■ **What is required**
Convert the listing below into a two-column CSV with the header `request,boxes`. Give one row per request, with its full text and its answer each in a single quoted field and every line break replaced by a space.

■ **Listed entries**

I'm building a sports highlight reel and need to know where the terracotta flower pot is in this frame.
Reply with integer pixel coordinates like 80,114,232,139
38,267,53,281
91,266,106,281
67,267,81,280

■ **The output**
request,boxes
"I'm building a sports highlight reel and need to know where the terracotta flower pot is in this frame. Reply with integer pixel coordinates like 80,114,232,139","38,267,53,281 91,266,106,281 67,267,81,280"